■ DATA SECTION:
◆ ◆ ◆
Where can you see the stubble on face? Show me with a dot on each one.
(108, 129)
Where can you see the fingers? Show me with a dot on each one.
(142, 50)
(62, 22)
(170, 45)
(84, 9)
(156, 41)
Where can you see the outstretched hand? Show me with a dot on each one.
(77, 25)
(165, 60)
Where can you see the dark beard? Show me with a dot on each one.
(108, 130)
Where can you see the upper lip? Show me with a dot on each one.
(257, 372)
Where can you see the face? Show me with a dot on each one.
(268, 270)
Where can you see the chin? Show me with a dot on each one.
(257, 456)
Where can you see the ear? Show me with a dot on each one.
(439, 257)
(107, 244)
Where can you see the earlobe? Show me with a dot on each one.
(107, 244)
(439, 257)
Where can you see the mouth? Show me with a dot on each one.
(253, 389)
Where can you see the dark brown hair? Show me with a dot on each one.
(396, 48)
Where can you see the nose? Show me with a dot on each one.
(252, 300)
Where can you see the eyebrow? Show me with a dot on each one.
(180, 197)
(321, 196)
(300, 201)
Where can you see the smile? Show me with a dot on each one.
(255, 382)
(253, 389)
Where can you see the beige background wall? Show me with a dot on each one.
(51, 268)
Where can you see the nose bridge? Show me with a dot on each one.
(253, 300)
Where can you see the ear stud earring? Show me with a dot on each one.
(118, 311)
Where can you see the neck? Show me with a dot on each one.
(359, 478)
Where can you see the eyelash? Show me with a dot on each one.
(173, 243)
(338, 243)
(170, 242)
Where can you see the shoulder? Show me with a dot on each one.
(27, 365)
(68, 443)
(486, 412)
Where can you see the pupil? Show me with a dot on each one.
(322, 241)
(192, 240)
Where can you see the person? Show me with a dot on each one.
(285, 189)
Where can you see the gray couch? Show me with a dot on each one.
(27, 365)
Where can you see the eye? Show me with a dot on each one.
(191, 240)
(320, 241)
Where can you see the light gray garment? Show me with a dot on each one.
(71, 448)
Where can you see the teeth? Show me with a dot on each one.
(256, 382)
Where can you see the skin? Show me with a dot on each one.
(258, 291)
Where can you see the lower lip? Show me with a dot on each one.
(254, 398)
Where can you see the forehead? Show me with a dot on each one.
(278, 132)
◆ ◆ ◆
■ WHAT TO PRODUCE:
Write out all the records above again, swapping every "Where can you see" for "Where do you see" and keeping everything else the same.

■ COMPLETED TASK:
Where do you see the stubble on face? Show me with a dot on each one.
(108, 129)
Where do you see the fingers? Show me with a dot on each one.
(142, 50)
(62, 22)
(170, 45)
(84, 9)
(156, 41)
Where do you see the outstretched hand? Show me with a dot on each one.
(77, 25)
(165, 60)
Where do you see the dark beard? Show me with a dot on each one.
(108, 130)
Where do you see the upper lip? Show me with a dot on each one.
(257, 372)
Where do you see the face? Show me with a dot on each one.
(268, 270)
Where do you see the chin? Show me with a dot on each one.
(257, 456)
Where do you see the ear? Show me with a dot on each one.
(439, 257)
(107, 244)
Where do you see the earlobe? Show me with a dot on each one.
(107, 244)
(439, 257)
Where do you see the mouth? Show me with a dot on each one.
(253, 389)
Where do you see the dark brown hair? Show me with a dot on each one.
(396, 48)
Where do you see the nose? Show me with a dot on each one.
(252, 300)
Where do you see the eyebrow? Show me with a dot on each one.
(180, 197)
(321, 196)
(300, 201)
Where do you see the smile? Show me with a dot on each one.
(255, 382)
(253, 389)
Where do you see the beige background wall? Show me with a dot on each one.
(51, 268)
Where do you see the nose bridge? Show me with a dot on each one.
(253, 300)
Where do you see the ear stud earring? Show me with a dot on each one.
(118, 311)
Where do you see the neck? Show me with a dot on each one.
(359, 478)
Where do you see the eyelash? Show me with a dot on each one.
(173, 243)
(338, 243)
(170, 242)
Where do you see the shoulder? Show me with a dot on each one.
(27, 365)
(68, 443)
(486, 412)
Where do you see the pupil? Show me with a dot on each one.
(322, 241)
(192, 240)
Where do you see the person? Show me with a dot on each one.
(285, 189)
Where do you see the gray couch? Show me with a dot on each one.
(27, 365)
Where do you see the eye? Show me with a dot on each one.
(191, 240)
(320, 241)
Where do you see the light gray garment? Show me with a dot on each one.
(71, 448)
Where do you see the teeth? Show me with a dot on each one.
(256, 382)
Where do you see the skin? Show me with a dot on each one.
(258, 291)
Where do you see the lower lip? Show me with a dot on each one.
(254, 398)
Where do you see the forehead? Show me with a dot on each one.
(278, 132)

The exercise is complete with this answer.